▸ YOUR TASK: Produce a verbatim copy of the lines from the one holding "Surveillance review: pinpoint the white pillow" through the last line of the listing, and nothing else.

▸ SUPPLIED DATA:
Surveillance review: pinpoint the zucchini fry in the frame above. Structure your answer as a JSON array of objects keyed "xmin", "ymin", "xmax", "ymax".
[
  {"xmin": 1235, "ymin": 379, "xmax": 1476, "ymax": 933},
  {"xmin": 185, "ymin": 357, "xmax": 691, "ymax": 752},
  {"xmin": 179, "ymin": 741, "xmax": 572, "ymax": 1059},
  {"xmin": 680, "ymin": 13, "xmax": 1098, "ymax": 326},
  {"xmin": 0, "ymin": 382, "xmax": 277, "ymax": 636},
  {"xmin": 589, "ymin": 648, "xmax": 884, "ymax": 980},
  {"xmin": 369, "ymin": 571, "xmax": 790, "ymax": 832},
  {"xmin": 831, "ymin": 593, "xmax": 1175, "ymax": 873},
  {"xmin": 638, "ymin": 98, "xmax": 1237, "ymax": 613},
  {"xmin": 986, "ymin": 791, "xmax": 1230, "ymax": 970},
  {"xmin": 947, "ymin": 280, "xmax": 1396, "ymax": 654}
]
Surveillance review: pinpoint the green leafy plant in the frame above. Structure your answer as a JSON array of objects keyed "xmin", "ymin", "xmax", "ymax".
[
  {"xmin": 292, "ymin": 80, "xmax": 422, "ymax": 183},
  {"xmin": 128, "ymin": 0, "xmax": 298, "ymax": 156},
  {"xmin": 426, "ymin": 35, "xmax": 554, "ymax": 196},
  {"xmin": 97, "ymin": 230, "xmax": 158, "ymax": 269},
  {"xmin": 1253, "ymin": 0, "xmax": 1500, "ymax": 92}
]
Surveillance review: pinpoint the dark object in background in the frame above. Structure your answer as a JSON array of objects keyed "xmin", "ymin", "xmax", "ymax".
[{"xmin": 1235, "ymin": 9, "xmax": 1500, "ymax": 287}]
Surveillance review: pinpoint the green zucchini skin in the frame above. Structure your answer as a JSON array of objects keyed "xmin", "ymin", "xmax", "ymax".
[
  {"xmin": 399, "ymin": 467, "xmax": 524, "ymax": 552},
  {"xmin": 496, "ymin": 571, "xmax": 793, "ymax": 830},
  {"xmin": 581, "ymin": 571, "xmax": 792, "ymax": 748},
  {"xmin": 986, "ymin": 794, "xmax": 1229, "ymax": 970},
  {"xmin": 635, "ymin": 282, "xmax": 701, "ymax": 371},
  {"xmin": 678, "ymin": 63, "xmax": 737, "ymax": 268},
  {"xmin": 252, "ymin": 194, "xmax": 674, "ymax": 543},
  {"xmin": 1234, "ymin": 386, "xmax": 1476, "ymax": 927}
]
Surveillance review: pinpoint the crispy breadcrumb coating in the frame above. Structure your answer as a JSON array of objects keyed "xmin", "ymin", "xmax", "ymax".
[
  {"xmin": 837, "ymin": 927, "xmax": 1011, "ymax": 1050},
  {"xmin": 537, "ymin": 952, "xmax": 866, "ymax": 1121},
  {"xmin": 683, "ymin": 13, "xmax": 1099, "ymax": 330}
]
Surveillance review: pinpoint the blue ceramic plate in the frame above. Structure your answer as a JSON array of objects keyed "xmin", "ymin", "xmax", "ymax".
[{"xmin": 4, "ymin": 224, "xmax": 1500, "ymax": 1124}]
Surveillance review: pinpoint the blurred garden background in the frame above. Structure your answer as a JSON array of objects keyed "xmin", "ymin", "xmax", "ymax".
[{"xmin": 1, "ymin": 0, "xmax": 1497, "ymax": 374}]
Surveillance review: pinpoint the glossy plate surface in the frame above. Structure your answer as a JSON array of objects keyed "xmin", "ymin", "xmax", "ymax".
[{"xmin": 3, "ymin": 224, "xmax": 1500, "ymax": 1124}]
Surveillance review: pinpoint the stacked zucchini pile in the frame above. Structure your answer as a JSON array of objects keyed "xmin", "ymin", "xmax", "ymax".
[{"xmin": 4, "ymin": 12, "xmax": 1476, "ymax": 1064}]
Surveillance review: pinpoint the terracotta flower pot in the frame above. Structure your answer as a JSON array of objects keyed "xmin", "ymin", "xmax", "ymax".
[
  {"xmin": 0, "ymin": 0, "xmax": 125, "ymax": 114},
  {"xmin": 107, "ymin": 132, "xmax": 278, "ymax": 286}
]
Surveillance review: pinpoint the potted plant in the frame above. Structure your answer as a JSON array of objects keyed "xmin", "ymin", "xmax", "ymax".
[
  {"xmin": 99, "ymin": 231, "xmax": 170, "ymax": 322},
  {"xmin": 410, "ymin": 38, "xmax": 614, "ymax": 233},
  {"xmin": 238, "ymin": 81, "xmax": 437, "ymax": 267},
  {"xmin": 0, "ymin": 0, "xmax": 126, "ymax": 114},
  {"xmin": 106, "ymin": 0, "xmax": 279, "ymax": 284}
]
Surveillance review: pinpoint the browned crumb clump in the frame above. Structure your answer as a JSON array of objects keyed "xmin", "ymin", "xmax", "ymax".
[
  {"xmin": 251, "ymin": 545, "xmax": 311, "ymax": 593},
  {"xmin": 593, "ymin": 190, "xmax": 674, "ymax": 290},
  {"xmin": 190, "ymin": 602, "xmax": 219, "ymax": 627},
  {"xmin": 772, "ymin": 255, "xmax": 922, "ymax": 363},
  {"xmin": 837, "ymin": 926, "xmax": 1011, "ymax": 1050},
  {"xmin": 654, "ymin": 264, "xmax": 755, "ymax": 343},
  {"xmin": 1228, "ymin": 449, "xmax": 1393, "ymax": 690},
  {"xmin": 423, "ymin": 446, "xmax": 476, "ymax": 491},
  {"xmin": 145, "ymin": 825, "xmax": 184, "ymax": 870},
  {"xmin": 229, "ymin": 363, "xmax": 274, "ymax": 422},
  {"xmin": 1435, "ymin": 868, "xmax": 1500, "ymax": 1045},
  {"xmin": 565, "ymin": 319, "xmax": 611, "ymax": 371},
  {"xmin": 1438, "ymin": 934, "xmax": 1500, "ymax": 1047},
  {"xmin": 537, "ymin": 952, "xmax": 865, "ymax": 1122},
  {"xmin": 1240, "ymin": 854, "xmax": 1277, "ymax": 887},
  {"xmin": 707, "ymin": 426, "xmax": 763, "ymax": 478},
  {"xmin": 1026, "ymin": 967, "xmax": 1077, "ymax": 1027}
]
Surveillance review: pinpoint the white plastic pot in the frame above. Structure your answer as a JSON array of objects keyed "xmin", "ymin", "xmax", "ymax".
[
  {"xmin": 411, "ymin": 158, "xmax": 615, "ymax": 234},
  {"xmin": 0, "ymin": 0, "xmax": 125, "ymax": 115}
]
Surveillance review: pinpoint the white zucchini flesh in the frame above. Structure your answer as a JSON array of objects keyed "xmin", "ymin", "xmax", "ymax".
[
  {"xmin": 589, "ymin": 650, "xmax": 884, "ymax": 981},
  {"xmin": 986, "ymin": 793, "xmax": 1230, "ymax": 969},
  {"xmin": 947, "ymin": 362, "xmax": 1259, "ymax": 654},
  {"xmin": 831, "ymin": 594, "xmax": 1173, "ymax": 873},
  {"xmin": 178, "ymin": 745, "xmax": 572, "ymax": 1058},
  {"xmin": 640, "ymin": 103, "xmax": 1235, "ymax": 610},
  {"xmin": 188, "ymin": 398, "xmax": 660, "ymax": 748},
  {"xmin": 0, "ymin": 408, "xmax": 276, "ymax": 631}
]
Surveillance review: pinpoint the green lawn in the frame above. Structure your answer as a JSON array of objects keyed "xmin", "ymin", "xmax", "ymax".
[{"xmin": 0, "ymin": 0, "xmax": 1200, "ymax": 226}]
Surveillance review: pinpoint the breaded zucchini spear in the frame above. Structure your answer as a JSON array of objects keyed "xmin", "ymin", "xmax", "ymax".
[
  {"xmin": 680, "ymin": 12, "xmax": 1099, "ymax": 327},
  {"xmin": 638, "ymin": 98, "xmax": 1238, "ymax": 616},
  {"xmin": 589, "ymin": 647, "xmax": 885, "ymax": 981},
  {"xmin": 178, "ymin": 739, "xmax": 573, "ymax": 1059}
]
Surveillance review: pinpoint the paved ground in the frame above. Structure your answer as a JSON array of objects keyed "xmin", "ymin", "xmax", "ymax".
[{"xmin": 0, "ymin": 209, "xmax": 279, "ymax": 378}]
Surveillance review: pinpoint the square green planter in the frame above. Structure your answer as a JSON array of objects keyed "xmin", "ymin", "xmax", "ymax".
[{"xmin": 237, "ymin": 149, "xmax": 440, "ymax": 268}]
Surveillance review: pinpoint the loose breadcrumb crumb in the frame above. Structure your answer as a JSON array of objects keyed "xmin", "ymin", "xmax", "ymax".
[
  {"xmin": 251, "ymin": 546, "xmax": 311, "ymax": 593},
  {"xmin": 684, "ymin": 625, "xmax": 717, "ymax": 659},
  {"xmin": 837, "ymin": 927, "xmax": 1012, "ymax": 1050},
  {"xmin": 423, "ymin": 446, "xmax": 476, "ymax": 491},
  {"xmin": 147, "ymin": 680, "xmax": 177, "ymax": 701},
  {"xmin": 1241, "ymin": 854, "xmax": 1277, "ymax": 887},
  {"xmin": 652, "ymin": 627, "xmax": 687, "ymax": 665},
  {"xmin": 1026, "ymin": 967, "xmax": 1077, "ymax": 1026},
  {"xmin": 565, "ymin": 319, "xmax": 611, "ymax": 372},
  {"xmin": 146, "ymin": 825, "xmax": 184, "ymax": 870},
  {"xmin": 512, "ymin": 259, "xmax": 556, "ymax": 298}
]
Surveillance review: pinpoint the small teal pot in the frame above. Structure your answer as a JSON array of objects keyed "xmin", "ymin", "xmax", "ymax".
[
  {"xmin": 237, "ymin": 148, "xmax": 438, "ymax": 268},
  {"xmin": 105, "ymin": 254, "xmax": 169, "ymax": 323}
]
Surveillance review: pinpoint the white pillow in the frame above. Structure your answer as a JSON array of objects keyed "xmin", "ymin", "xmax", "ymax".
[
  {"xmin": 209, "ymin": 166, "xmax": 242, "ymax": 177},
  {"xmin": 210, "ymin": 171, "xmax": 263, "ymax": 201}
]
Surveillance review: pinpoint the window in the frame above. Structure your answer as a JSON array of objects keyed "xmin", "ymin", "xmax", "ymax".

▸ ANSWER FOR THE TASK:
Surveillance review: pinpoint the white pillow in the frame above. Structure your answer as a JSON array of objects keyed "xmin", "ymin", "xmax", "ymax".
[
  {"xmin": 209, "ymin": 166, "xmax": 242, "ymax": 177},
  {"xmin": 210, "ymin": 171, "xmax": 263, "ymax": 201}
]
Surveillance review: pinpoint the window in the frame above. Structure your answer as a JSON array of objects keyed "xmin", "ymin", "xmax", "ymax".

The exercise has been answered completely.